──────── Material shown

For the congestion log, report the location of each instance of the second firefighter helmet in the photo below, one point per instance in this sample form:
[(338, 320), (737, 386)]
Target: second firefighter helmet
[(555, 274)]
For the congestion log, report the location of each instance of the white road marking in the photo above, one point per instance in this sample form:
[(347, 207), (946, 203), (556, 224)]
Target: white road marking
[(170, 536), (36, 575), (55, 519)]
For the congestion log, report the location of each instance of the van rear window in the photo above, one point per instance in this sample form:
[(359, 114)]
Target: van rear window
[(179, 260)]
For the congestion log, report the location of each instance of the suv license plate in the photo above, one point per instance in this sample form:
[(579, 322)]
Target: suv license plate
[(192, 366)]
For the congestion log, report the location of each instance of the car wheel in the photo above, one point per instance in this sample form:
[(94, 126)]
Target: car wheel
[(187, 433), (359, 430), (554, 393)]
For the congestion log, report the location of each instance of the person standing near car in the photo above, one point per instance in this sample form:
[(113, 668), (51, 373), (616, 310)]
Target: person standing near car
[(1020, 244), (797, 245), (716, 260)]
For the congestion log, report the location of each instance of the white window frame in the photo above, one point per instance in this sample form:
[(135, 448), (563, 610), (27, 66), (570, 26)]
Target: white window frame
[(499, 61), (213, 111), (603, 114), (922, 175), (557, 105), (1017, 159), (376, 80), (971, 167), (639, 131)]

────────────────
──────── Material shown

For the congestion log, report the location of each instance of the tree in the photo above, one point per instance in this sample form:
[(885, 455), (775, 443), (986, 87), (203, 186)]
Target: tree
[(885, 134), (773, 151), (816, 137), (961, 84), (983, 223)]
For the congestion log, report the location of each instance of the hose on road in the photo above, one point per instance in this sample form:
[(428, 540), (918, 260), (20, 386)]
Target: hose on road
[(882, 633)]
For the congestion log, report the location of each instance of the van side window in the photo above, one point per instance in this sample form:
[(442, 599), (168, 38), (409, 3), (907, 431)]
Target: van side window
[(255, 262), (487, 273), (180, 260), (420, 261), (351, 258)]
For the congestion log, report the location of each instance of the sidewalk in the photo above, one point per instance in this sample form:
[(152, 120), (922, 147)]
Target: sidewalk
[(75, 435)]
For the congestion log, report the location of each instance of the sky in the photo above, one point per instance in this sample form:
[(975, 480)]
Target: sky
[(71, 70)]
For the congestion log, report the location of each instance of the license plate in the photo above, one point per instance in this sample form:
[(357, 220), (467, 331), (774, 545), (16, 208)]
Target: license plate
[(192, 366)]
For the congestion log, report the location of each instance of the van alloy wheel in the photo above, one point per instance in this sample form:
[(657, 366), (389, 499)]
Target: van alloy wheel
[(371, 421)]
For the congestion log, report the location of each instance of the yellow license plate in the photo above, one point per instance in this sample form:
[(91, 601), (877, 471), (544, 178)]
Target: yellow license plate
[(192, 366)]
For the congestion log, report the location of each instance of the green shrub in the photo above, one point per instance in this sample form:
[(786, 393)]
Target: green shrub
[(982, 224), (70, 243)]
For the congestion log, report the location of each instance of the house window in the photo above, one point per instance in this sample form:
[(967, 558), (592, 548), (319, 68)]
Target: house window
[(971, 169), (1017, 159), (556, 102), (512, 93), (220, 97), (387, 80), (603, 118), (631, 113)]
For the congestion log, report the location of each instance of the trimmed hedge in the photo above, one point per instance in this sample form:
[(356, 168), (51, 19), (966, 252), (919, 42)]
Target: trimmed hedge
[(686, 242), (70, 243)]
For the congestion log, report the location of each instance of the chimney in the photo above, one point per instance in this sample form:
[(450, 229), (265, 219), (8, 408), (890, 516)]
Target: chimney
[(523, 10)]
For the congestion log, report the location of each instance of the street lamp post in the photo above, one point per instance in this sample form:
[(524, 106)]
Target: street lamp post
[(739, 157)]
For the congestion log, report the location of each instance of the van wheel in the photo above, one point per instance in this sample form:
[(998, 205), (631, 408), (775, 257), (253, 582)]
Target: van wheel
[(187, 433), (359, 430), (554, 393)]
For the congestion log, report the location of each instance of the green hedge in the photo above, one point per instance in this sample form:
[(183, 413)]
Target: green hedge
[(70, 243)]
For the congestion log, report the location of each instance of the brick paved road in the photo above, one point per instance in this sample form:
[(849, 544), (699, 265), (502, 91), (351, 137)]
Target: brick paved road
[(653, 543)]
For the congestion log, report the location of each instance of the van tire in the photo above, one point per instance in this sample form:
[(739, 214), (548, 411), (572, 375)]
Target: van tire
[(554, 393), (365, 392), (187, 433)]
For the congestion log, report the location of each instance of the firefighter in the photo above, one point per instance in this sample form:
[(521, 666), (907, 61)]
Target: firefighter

────────────────
──────── Material shown

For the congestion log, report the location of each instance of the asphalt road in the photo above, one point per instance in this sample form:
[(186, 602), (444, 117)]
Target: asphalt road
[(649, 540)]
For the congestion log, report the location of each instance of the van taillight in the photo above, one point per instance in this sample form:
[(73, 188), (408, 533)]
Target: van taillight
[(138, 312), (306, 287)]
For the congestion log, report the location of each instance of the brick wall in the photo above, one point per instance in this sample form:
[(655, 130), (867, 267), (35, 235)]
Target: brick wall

────────────────

What you will do: Please render everything in the material above from the line containing "of the second" down to the line containing "[(179, 260)]" as a Markdown table with the columns Row and Line, leaving out blank lines.

Final result:
| Row | Line |
|---|---|
| 1 | For the congestion log, report the location of each instance of the second firefighter helmet in the photo below, one point per instance in this sample form: |
| 2 | [(338, 320), (737, 386)] |
| 3 | Target: second firefighter helmet |
| 4 | [(555, 274)] |
| 5 | For the congestion log, report the location of each instance of the white road marking in the photo above, one point per instance in this sample form: |
| 6 | [(347, 207), (946, 203), (556, 224)] |
| 7 | Target: white road marking |
| 8 | [(170, 536), (36, 575), (55, 519)] |
| 9 | For the congestion log, report the location of each instance of the van rear window in the photo above, one point per instance in this sample form: |
| 10 | [(359, 114)] |
| 11 | Target: van rear window |
| 12 | [(179, 260)] |